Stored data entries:
▽

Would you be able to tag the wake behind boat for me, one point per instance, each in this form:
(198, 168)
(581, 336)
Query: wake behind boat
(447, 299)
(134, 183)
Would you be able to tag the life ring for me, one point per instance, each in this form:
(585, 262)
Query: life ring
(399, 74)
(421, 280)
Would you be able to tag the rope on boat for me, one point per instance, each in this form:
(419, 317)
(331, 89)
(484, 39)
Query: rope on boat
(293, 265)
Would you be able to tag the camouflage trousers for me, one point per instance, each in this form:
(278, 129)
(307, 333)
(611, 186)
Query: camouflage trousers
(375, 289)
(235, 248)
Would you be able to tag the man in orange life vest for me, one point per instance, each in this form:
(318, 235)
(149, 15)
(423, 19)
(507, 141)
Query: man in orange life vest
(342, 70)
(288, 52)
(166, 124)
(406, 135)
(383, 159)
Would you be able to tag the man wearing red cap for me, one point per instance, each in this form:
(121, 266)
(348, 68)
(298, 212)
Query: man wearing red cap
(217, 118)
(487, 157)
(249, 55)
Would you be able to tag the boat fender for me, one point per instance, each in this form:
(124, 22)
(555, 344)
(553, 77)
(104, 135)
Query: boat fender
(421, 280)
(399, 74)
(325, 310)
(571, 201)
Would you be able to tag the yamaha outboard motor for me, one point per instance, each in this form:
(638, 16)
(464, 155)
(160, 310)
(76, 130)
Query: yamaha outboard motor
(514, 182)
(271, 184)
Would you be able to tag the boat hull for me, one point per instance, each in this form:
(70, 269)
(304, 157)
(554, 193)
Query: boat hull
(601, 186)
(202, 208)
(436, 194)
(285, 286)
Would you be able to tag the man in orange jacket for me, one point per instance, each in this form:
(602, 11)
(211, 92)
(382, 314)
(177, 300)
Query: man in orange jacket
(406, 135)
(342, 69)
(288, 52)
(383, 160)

△

_What is needed_
Please output every line shown above exactly.

_Solution to this task_
Would you be able to tag the wake behind boat for me, one point per instance, each in this form:
(198, 168)
(581, 336)
Query: wake behind boat
(447, 299)
(134, 183)
Would you be able to tag the life ring for me, one point per instance, each in this form:
(585, 262)
Query: life ring
(399, 74)
(421, 280)
Would you be able to tag the rope on boat for me, one point per instance, each in this form:
(419, 317)
(331, 89)
(484, 39)
Query: rope on boat
(293, 265)
Would you be able to tag the camouflage trousers for me, one point per instance, each in this form:
(278, 129)
(307, 333)
(611, 186)
Query: camouflage trousers
(375, 289)
(235, 248)
Would you be able to tag the man in orange life vest for me, one point per instance, each in this form:
(318, 235)
(149, 15)
(423, 19)
(507, 141)
Query: man in orange life vest
(342, 70)
(288, 52)
(166, 124)
(406, 135)
(383, 159)
Would you be able to tag the man wearing red cap for me, one point per instance, each in this form:
(121, 266)
(348, 68)
(298, 212)
Query: man wearing red cap
(217, 118)
(487, 157)
(249, 55)
Would you be able to tag the boat fender for me, one point per instance, each in this form:
(124, 22)
(555, 344)
(553, 77)
(104, 135)
Query: boat fender
(421, 280)
(399, 74)
(325, 310)
(571, 201)
Would you be able to tag the yamaha outboard motor for me, one point per instance, each in this form:
(638, 16)
(464, 155)
(160, 310)
(76, 130)
Query: yamaha outboard motor
(514, 182)
(271, 184)
Would you be able to tag the boat hull for me, one point per instance, each in this form:
(70, 269)
(304, 157)
(554, 193)
Query: boat hull
(601, 186)
(202, 208)
(436, 194)
(285, 286)
Would you be able to tag the man in orange jacket for me, one point per instance, each in this form:
(602, 11)
(211, 92)
(382, 314)
(177, 300)
Query: man in orange jacket
(406, 135)
(342, 69)
(288, 52)
(383, 160)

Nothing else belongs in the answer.